## EXERCISE BRIEF
Copy everything from the start of the listing down to the line containing "pixel 644 191", substituting "image" for each "photo" and changing nothing else. Leave the pictures out.
** Start of MATERIAL SUPPLIED **
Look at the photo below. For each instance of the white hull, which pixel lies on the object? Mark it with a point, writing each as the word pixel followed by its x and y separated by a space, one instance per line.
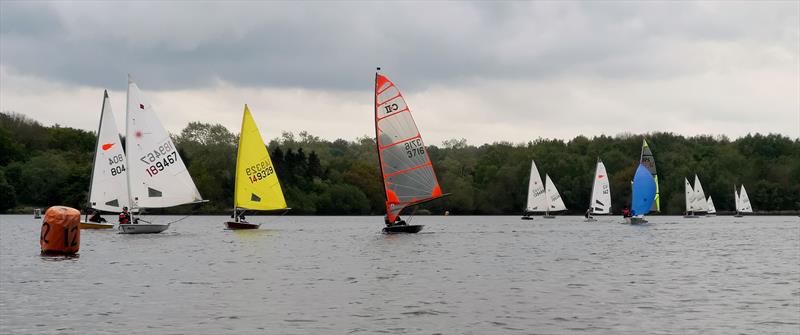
pixel 95 225
pixel 635 220
pixel 142 228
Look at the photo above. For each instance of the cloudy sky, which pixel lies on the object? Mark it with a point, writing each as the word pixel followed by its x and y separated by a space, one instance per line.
pixel 486 72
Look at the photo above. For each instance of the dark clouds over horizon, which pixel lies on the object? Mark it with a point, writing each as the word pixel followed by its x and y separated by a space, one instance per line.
pixel 485 71
pixel 323 45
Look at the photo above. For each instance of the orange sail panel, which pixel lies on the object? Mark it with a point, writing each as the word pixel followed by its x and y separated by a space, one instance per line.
pixel 408 175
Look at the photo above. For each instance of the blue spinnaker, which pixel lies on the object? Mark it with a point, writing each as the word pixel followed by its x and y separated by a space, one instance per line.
pixel 644 191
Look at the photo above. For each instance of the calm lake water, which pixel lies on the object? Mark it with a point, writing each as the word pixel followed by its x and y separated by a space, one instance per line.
pixel 461 275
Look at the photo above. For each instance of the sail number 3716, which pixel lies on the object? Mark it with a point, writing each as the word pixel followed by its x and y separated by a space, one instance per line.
pixel 414 148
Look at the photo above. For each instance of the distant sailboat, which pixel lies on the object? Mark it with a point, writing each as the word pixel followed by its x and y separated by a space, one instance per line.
pixel 600 200
pixel 695 198
pixel 712 211
pixel 157 177
pixel 554 201
pixel 643 195
pixel 257 186
pixel 648 160
pixel 536 194
pixel 108 189
pixel 406 168
pixel 742 202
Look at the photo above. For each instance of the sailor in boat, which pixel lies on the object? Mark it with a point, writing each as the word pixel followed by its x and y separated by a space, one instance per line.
pixel 95 217
pixel 626 212
pixel 238 216
pixel 125 216
pixel 397 221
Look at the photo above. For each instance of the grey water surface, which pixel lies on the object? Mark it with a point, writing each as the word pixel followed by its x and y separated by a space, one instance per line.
pixel 460 275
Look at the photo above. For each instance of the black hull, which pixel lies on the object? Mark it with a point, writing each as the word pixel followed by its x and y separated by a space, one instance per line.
pixel 400 229
pixel 241 225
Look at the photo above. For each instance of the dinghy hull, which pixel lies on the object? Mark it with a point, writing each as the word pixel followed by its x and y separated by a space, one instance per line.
pixel 241 225
pixel 142 228
pixel 635 220
pixel 96 225
pixel 402 229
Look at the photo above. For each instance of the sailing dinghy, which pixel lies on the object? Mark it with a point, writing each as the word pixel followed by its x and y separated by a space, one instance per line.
pixel 554 201
pixel 600 201
pixel 742 202
pixel 712 211
pixel 690 200
pixel 536 194
pixel 257 186
pixel 643 196
pixel 406 168
pixel 649 161
pixel 108 190
pixel 157 177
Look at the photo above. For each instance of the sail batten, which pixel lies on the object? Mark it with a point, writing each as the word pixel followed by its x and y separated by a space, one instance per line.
pixel 406 168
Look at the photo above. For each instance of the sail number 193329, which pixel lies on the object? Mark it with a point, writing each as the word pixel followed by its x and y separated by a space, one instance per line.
pixel 160 158
pixel 260 170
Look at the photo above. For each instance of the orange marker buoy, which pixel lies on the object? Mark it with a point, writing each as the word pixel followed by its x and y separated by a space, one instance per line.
pixel 61 233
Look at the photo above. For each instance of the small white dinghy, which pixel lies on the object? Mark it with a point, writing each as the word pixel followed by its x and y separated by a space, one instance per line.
pixel 157 177
pixel 600 201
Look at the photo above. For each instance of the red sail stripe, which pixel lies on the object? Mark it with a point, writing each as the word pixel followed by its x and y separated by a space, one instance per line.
pixel 400 141
pixel 407 170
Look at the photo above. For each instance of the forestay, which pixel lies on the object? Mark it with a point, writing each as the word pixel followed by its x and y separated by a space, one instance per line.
pixel 257 185
pixel 537 201
pixel 408 175
pixel 109 188
pixel 600 202
pixel 711 208
pixel 555 203
pixel 158 177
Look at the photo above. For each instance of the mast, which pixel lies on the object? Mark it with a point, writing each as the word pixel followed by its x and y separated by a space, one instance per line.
pixel 96 145
pixel 594 180
pixel 377 142
pixel 127 142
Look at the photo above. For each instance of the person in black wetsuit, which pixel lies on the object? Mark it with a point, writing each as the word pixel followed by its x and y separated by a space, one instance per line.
pixel 95 217
pixel 397 221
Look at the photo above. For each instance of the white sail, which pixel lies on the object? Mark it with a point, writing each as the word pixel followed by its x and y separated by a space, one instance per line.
pixel 554 201
pixel 109 189
pixel 711 208
pixel 600 202
pixel 700 204
pixel 689 192
pixel 157 176
pixel 537 201
pixel 744 202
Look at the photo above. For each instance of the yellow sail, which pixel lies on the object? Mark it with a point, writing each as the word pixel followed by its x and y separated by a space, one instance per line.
pixel 257 185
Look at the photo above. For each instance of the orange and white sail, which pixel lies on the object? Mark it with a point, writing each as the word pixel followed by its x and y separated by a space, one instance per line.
pixel 408 175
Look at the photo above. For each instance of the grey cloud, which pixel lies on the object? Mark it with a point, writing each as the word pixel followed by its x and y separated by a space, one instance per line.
pixel 336 46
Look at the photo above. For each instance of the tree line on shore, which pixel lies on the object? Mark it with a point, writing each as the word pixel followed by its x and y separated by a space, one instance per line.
pixel 42 166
** End of MATERIAL SUPPLIED **
## SOLVED PROBLEM
Look at the image below. For each instance of the white hull, which pixel lies on the object? Mark it with a point, writing each as the word pixel followed by its x and y separated by a space, one instance per line.
pixel 95 225
pixel 635 220
pixel 142 228
Look at the image above. For each instance of the cloudy sky, which pixel lies on the object? Mark it with a point, writing each as the word pixel followed by its x and y separated by a space, one instance per line.
pixel 486 72
Look at the image above. For each instance of the dark clouds over horizon, which pixel lies on the object? Mark it with a point, writing each as the word pixel followed by its x and y separated by a space, one instance per line.
pixel 485 71
pixel 323 45
Look at the image above. For each instance of the orange sail panel, which pixel lies on the object? Mark it with a point, writing each as the word pixel followed by its x and y separated by a space, one instance per line.
pixel 408 175
Look at the image above. For each instance of the blue spinnaker, which pixel lies on the object? Mark it with a point, writing each as the word pixel followed by its x and y separated by a space, one instance per line.
pixel 644 191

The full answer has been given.